• What you need to do:
Pictures aside, quote the whole listing exactly.
[Begin Listed entries]
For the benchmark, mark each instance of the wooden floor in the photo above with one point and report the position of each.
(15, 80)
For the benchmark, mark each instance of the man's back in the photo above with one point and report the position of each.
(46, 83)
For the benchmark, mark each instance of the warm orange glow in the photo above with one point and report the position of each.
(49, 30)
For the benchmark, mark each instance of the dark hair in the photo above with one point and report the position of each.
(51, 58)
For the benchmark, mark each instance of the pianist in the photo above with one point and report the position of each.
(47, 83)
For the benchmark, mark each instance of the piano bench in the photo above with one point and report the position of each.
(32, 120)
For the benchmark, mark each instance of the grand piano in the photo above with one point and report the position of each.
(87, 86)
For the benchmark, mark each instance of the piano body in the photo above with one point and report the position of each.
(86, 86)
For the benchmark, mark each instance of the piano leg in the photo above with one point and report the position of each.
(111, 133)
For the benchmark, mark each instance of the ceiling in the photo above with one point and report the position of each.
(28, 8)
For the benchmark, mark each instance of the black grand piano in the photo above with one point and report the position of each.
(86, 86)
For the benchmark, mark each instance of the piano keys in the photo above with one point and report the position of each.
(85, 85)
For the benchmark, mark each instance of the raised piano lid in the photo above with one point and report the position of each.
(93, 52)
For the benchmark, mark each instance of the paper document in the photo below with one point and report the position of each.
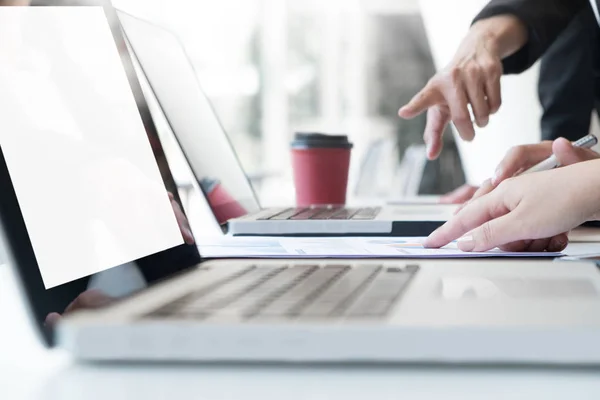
(347, 247)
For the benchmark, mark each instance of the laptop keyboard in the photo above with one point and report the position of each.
(328, 213)
(296, 292)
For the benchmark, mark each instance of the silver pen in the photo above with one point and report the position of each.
(551, 162)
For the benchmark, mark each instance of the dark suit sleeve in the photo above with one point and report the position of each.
(545, 20)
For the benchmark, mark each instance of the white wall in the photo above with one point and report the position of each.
(517, 122)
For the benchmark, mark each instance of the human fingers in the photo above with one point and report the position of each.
(470, 217)
(567, 154)
(519, 158)
(459, 195)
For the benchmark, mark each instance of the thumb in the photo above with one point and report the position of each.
(567, 154)
(491, 234)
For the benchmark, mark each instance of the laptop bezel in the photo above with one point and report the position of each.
(13, 230)
(237, 165)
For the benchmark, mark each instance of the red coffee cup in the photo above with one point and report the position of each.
(321, 164)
[End Listed entries]
• Output below:
For the benchmark, mark each instance of the wooden floor in the photo above with one point and report the position of each.
(15, 80)
For the benchmark, mark each instance of the man's back in the photo above with one point and report the position of each.
(46, 83)
For the benchmark, mark each instance of the warm orange glow in the photo above with one point and report the position of each.
(49, 30)
For the benchmark, mark each instance of the dark hair in the photo above with one point and report the position of each.
(51, 58)
For the benchmark, mark each instance of the pianist in the photo above with one point and report the position of each.
(47, 83)
For the benchmark, mark each instance of the piano bench in the photo above with one point and report the position of each.
(32, 120)
For the benchmark, mark each instance of the grand piano in the photo above with one point and report the position of each.
(87, 86)
For the benchmark, mark each instance of the piano body in the photo above with one point and report the position of each.
(86, 86)
For the benchmark, mark each instance of the piano leg in the photo above with one point and report the position of each.
(111, 133)
For the benchmark, mark each instance of the ceiling in the photo above with one point and report the position of each.
(28, 8)
For the benchmark, mark each instance of the black grand piano in the photo above with one point and report the position of each.
(86, 86)
For the benchmark, mark each instance of the piano keys in the photo above with one point and report the position of each.
(85, 85)
For the benchmark, mark each instance of the raised piano lid in the photo above with one point and report the position of each.
(93, 52)
For the benchmark, mark each instance of the paper document in the photo below with one point and report the position of each.
(347, 247)
For the benchmark, mark each instance of the laptop keyboard in the photo above with one point and report the position of each.
(328, 213)
(296, 292)
For the benchmark, mark each instance of the silver pen in the photo above with one point and report the position of each.
(551, 162)
For the benchmark, mark each instance of the dark suit sleeve in the photo above with one point and report the position of each.
(545, 20)
For the benchmark, mark each instance of the white wall in the photo above with one point and report the position of each.
(517, 122)
For the benchmark, mark each instance of the human fingers in the photo above with one point and report the position of each.
(470, 217)
(567, 154)
(519, 158)
(459, 195)
For the benchmark, mark each instance of the thumb in the photo above with one point and report the position of each.
(567, 154)
(491, 234)
For the benchmark, mark each instance of the laptop bezel in the photo above with one point and report the position of each.
(13, 230)
(237, 165)
For the benchmark, mark each instance of the red coffee cup in the photo above with one point and report the position of each.
(321, 164)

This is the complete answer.